Selected text:

Postby LSATWiz.com » Thu Apr 25, 2019 12:55 pm

To give a more substantive and less dismissive response, (1) what kind of law do you hope to practice? and (2) where do you want to live?

(1) None of these schools guarantees you a chance to practice law altogether, and even if you get a job practicing law, things like big law, clerkships and working for the DA or the like will be very difficult to get. Namely, the employment prospects are not great and while you can ultimately work your way up, it's likely you will be making between $50-80k for a while.

(2) These schools are super regional and spread all over the country. Rutgers will limit you to north and mid-Jersey and I have worked with quite a few practicing lawyers in NJ. Hofstra will probably limit you to Long Island - maybe NYC if you get lucky. IU: Indy will limit you to Indianapolis.

I can say that the employment prospects for IU: Indy in Indianapolis are not terrible, and the likelihood of getting a job in Indy are comparable for a McKinney grad as for a Bloomington grad despite the latter's better ranking. However, you don't want to go to IU: Indy and expect to get to the East Coast. That's very unlikely to happen.

To be done: Transcribe the law school forum post, starting with "(2) These schools" and going on through "unlikely to happen.".

Source data
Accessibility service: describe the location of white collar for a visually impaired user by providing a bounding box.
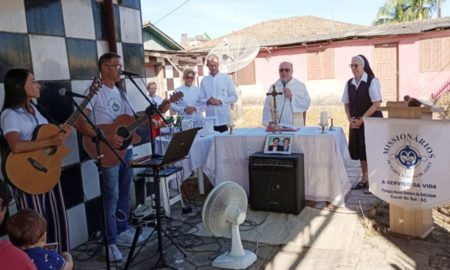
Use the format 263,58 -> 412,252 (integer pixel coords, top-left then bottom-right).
352,72 -> 369,86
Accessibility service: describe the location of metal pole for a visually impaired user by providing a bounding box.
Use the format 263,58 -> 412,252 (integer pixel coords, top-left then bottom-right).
437,0 -> 442,18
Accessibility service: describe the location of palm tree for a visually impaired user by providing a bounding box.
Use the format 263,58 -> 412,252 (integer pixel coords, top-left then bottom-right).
374,0 -> 444,25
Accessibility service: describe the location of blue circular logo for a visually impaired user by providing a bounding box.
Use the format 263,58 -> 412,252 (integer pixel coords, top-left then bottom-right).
395,145 -> 422,169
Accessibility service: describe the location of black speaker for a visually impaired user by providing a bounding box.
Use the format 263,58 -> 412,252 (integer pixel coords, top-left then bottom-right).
248,153 -> 305,214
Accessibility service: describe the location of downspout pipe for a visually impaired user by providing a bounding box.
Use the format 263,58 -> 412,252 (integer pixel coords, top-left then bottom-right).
103,0 -> 117,53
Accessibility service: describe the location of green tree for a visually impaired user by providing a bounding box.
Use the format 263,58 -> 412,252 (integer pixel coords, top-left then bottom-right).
373,0 -> 444,25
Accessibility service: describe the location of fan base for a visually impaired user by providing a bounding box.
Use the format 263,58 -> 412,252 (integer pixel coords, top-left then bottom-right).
212,249 -> 256,269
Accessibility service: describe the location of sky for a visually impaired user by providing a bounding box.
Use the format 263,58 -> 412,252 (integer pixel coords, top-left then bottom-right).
141,0 -> 450,42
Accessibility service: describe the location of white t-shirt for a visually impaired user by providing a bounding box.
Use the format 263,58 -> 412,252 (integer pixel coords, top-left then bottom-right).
0,104 -> 48,141
86,85 -> 134,125
262,78 -> 311,126
148,95 -> 163,106
170,86 -> 204,119
200,73 -> 237,126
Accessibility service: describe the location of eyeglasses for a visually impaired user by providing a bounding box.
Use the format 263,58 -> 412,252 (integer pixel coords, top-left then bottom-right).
105,64 -> 122,70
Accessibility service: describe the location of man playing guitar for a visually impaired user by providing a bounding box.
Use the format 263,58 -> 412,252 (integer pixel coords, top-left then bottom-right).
75,53 -> 143,261
0,69 -> 72,252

Answer to this task:
(2) These schools are super regional and spread all over the country. Rutgers will limit you to north and mid-Jersey and I have worked with quite a few practicing lawyers in NJ. Hofstra will probably limit you to Long Island - maybe NYC if you get lucky. IU: Indy will limit you to Indianapolis.

I can say that the employment prospects for IU: Indy in Indianapolis are not terrible, and the likelihood of getting a job in Indy are comparable for a McKinney grad as for a Bloomington grad despite the latter's better ranking. However, you don't want to go to IU: Indy and expect to get to the East Coast. That's very unlikely to happen.